-- STATED EXERCISE --
Rewrite the rows below, putting "Label" wherever "Target" appears and leaving everything else unchanged.
※
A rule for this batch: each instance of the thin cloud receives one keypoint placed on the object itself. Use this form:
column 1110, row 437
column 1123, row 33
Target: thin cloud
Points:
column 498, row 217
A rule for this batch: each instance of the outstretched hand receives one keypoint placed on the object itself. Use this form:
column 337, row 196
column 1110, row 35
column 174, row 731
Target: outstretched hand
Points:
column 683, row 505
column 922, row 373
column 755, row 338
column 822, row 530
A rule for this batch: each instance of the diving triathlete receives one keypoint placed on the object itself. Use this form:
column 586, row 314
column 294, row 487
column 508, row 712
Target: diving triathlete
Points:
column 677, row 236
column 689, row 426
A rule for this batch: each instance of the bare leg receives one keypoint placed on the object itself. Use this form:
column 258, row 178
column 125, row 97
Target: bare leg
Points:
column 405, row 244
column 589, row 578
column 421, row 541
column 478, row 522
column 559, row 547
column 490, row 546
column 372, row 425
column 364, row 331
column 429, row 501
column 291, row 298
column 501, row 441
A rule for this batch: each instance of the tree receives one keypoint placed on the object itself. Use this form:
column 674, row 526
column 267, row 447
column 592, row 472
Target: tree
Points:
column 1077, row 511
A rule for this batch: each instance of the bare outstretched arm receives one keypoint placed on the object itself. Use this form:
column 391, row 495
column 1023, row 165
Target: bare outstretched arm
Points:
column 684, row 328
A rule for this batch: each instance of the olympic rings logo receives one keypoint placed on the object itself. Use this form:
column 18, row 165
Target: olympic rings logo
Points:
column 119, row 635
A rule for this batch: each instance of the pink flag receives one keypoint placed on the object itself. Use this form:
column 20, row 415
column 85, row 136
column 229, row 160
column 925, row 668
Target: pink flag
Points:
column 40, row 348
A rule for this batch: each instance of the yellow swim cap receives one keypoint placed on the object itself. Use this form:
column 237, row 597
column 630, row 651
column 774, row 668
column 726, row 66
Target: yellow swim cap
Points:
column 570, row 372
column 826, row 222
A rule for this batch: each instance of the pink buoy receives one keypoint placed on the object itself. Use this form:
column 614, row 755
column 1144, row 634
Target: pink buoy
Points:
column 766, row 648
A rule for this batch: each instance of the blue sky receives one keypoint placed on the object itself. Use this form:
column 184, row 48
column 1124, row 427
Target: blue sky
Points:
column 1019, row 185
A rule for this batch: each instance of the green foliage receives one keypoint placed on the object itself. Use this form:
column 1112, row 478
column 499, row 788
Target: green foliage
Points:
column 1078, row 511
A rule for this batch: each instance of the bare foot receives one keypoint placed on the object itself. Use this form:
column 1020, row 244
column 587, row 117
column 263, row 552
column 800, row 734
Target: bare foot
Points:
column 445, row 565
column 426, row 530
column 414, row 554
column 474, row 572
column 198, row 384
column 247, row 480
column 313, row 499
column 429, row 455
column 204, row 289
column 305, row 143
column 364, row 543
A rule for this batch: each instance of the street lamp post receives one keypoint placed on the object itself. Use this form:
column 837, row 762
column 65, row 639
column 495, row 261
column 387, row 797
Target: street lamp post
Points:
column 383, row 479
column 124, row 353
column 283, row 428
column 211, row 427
※
-- WRITTEN RESPONSE --
A rule for this batch: each instance of the thin cloud receives one keypoint placed on the object itself. Use this form:
column 1110, row 437
column 1123, row 33
Label: thin cloud
Points:
column 498, row 217
A rule for this batch: each instance of the outstretched hand receives one keypoint placed on the object itself. Use this form:
column 337, row 196
column 1110, row 35
column 174, row 731
Label: outstretched hand
Points:
column 683, row 505
column 922, row 373
column 755, row 338
column 822, row 530
A rule for this batch: each instance of the diving triathlete receives one keypoint placed on the object itself. Use this form:
column 586, row 314
column 294, row 487
column 508, row 712
Label: diving triathlete
Points:
column 677, row 236
column 689, row 426
A rule for this batch: each instance of the bare leg receives one keypoint placed on the object itself. Use this form:
column 258, row 178
column 125, row 97
Label: bare leg
Points:
column 405, row 244
column 589, row 578
column 421, row 541
column 478, row 522
column 559, row 547
column 490, row 546
column 372, row 425
column 364, row 331
column 429, row 501
column 291, row 298
column 501, row 441
A rule for this batch: each instance of the tree receives one keypoint placed on the object itself. Use this form:
column 674, row 526
column 267, row 447
column 592, row 472
Label: tree
Points:
column 1077, row 511
A rule for this batch: each instance of the bare outstretched arm receives one keypoint placed on the object itself. Use this form:
column 391, row 495
column 1023, row 165
Label: bare outstretched arm
Points:
column 684, row 328
A rule for this batch: each instance of the olympic rings logo receives one keypoint placed on the object itself. Use this form:
column 18, row 165
Label: olympic rings logo
Points:
column 119, row 635
A rule for this batch: each instance of the pink flag receives one keypoint placed on the object itself. Use this form:
column 20, row 415
column 85, row 136
column 229, row 160
column 925, row 668
Label: pink flag
Points:
column 40, row 348
A rule for this batch: each instance of the yellow swim cap receives one keypoint placed on the object itself. Use this form:
column 237, row 597
column 630, row 651
column 774, row 668
column 726, row 66
Label: yellow swim cap
Points:
column 570, row 372
column 826, row 222
A rule for this batch: each instance of the pink buoy receives one keypoint placed on the object itself. Use this form:
column 614, row 755
column 1144, row 634
Label: pink buoy
Points:
column 766, row 648
A rule for this batch: each instance of the blue sky receives one keypoint placed on the object itself. Use this form:
column 184, row 48
column 1124, row 427
Label: blue sky
Points:
column 1019, row 185
A rule for this batch: each instance of the green foliage receives one keypoint placed on the object itself. Use this form:
column 1112, row 478
column 499, row 788
Label: green foliage
Points:
column 1078, row 511
A rule for this batch: each instance of the bare foot receives one keypoint placed on the object itself. Use this form:
column 1020, row 244
column 587, row 117
column 263, row 552
column 800, row 734
Label: bare foot
Points:
column 445, row 565
column 426, row 530
column 414, row 554
column 474, row 572
column 198, row 384
column 247, row 480
column 313, row 499
column 429, row 455
column 204, row 289
column 305, row 143
column 364, row 543
A rule for this batch: each instance of the street lamp post receives one keypoint placed on the object itself. Use this form:
column 837, row 762
column 65, row 639
column 495, row 261
column 387, row 797
Label: street lamp post
Points:
column 383, row 479
column 124, row 353
column 283, row 428
column 211, row 427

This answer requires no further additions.